* _Try it_
Which lines of the data below contain "positive"? Please show them all.

::: Provided records

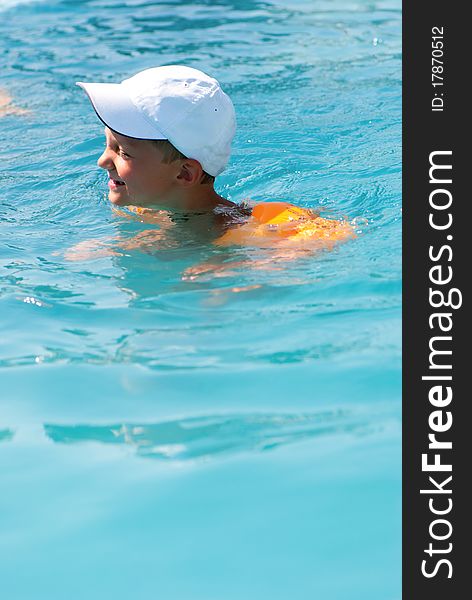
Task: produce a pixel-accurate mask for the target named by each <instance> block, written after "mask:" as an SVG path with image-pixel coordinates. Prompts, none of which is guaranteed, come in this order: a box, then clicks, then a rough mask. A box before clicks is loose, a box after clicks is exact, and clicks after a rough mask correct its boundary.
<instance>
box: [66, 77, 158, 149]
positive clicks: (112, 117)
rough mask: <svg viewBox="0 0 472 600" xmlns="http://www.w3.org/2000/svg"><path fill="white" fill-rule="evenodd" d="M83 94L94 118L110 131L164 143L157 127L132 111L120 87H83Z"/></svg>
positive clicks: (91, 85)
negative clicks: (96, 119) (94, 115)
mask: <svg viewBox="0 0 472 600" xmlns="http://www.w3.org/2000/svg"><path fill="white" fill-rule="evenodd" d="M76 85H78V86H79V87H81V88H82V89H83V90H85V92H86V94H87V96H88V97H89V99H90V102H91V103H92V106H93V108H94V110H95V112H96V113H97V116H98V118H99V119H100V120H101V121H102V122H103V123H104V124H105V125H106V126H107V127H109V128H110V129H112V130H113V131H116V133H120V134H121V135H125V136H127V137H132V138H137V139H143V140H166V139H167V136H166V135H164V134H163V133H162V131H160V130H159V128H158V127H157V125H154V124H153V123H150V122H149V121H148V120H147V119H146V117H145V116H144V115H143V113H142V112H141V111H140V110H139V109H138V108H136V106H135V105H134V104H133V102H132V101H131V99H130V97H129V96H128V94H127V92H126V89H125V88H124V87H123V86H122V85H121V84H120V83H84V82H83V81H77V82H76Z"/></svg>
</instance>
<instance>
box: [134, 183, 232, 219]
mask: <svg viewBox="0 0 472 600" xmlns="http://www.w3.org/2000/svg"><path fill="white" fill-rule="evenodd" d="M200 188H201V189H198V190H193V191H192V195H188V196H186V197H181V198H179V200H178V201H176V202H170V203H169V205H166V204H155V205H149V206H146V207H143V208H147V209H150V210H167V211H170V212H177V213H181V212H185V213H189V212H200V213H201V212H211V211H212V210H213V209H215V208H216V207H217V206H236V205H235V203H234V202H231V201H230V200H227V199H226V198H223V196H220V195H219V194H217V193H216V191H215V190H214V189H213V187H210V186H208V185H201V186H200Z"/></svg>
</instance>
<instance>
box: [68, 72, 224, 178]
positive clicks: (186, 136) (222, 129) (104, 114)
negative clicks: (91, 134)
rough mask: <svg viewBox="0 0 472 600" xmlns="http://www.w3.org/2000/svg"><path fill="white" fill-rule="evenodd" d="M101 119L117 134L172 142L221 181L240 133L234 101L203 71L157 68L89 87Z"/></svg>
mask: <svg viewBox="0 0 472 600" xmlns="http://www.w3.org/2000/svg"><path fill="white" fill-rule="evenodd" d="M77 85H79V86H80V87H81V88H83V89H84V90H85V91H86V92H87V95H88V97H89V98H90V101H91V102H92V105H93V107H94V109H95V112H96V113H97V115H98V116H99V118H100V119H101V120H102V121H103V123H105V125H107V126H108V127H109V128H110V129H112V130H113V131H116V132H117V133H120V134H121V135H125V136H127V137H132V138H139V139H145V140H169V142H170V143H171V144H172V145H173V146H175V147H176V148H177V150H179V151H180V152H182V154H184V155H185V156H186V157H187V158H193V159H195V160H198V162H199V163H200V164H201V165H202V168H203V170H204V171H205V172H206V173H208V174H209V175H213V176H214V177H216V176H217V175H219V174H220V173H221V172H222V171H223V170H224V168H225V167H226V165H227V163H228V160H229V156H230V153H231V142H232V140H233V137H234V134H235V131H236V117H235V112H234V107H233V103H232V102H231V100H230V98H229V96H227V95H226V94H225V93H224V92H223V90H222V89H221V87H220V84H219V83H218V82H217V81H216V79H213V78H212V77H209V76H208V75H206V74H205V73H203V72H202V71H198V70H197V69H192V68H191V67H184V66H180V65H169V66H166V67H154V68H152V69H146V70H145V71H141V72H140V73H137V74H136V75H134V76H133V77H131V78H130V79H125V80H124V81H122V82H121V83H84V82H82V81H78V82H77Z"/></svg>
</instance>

::::::

* _Result of the task_
positive clicks: (112, 117)
positive clicks: (91, 85)
positive clicks: (186, 136) (222, 129) (104, 114)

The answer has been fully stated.